Give back all the records exactly, keeping every line whole.
------ Dataset records ------
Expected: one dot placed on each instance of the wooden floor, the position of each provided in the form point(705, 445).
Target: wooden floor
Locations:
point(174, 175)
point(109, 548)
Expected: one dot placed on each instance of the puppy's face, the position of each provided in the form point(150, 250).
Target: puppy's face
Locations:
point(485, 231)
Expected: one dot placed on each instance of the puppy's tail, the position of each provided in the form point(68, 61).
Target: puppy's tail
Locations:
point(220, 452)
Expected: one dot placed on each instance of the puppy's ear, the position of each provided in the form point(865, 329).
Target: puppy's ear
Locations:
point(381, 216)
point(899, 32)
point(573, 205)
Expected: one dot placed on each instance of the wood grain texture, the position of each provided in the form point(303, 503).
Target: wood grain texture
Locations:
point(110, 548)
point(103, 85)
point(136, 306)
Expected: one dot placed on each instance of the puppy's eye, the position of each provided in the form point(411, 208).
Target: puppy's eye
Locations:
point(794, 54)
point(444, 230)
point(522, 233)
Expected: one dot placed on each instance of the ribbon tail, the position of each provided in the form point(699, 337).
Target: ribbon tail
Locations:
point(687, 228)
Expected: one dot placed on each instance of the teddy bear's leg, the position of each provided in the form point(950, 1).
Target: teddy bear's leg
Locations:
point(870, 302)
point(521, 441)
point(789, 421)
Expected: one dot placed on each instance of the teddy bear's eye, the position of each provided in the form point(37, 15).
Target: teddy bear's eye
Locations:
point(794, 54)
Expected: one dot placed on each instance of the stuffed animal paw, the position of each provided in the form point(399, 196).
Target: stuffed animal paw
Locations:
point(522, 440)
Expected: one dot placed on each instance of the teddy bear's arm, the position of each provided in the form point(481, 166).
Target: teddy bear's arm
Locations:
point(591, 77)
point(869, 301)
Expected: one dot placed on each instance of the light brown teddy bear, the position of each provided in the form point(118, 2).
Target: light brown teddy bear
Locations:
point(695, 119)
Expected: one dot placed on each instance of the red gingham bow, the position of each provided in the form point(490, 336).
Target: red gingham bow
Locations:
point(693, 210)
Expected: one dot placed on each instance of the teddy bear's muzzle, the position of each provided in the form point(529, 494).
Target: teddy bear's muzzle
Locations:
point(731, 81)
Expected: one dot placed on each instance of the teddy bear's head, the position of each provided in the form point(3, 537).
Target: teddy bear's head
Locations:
------
-- Finished exercise --
Expected: one dot placed on each instance of the wooden floor, the position of each provided in the form point(705, 445).
Target: wooden floor
Locations:
point(174, 175)
point(109, 548)
Expected: one dot placed on each instance of the puppy's face, the position of each provided in the form point(150, 250).
Target: puppy's face
Locations:
point(485, 231)
Expected: one dot placed on each instance of the puppy's tail, the position of each provided in the form point(68, 61).
Target: puppy's tail
Locations:
point(220, 452)
Expected: one dot placed on each instance of the puppy's ear, the position of each provided in the form point(865, 329).
Target: puppy's ear
Locations:
point(381, 216)
point(899, 32)
point(573, 205)
Expected: one dot placed on each instance of the wood grain texture, the position of each provided in the form point(303, 503).
Target: wood grain texture
Locations:
point(110, 548)
point(103, 85)
point(136, 306)
Expected: one dot placed on each instance of the puppy's eye, the position of each provided in the form point(411, 208).
Target: puppy's eye
Locations:
point(794, 54)
point(444, 230)
point(522, 233)
Expected: one dot placed on each instance of the ribbon tail, the position of each provided in the form point(699, 337).
Target: ribbon tail
Locations:
point(687, 228)
Expected: one dot placed on each instance of the teddy bear's leg, the position of each provided in the form point(950, 1).
Target: teddy bear's leg
Locations:
point(870, 302)
point(521, 441)
point(789, 421)
Expected: one dot placed on each instance of the teddy bear's eye, the position of each provided in the form point(37, 15).
Target: teddy bear's eye
Locations:
point(794, 54)
Expected: one dot placed on each instance of the stuffed animal paw, the position of each provided in the form point(399, 196).
Target: stuffed animal paw
Locations:
point(522, 440)
Expected: one dot placed on each instance of the teddy bear's arm, the position of each provided in the form point(481, 166).
Target: teddy bear's arm
Locations:
point(591, 77)
point(869, 301)
Expected: one dot placed on each instance of the light brown teddy bear, the position of each provided in the form point(118, 2).
Target: light brown teddy bear
Locations:
point(695, 119)
Expected: one dot placed on each instance of the red gingham bow, the position of each provided in the form point(490, 336).
Target: red gingham bow
Locations:
point(693, 210)
Expected: one dot placed on each instance of the teddy bear's muzzle, the position of each provided in the form point(529, 494).
Target: teddy bear's muzzle
Locations:
point(731, 81)
Expected: one dot placed on each instance of the teddy bear's head, the position of each provided in the form point(3, 537).
Target: teddy bear's head
Locations:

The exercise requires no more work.